WORK ITEM: Your answer should consist only of the line with "Target: wave" and the lines after it, reproduced exactly through the end of the entries below.

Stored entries

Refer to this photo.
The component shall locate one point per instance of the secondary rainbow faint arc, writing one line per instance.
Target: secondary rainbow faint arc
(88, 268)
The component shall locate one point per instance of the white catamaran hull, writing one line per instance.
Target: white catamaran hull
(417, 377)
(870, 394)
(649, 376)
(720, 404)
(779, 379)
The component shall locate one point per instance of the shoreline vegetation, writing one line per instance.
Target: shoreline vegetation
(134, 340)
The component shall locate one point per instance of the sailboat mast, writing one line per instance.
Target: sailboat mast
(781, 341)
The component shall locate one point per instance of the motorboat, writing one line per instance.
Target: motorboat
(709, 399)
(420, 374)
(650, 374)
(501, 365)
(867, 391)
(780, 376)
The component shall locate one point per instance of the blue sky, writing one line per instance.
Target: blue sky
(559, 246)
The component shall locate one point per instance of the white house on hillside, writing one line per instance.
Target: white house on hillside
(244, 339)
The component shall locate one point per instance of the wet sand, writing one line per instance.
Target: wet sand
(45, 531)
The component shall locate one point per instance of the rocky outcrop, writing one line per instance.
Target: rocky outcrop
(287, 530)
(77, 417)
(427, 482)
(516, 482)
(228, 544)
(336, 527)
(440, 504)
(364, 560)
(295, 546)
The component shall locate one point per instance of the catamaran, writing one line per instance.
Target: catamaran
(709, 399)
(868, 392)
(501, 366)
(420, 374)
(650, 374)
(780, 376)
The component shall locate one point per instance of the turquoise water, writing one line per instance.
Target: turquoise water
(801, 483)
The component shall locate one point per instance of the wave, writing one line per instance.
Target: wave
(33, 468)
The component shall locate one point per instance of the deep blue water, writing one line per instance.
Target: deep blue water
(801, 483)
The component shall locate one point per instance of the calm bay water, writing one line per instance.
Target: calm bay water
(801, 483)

ANSWER TO THIS EXERCISE:
Target: wave
(33, 468)
The component shall locate one point per instance of the deep blue water, writing one line per instance.
Target: deep blue water
(801, 483)
The component shall locate one point per instance of the calm bay water, writing one line per instance.
Target: calm bay water
(801, 483)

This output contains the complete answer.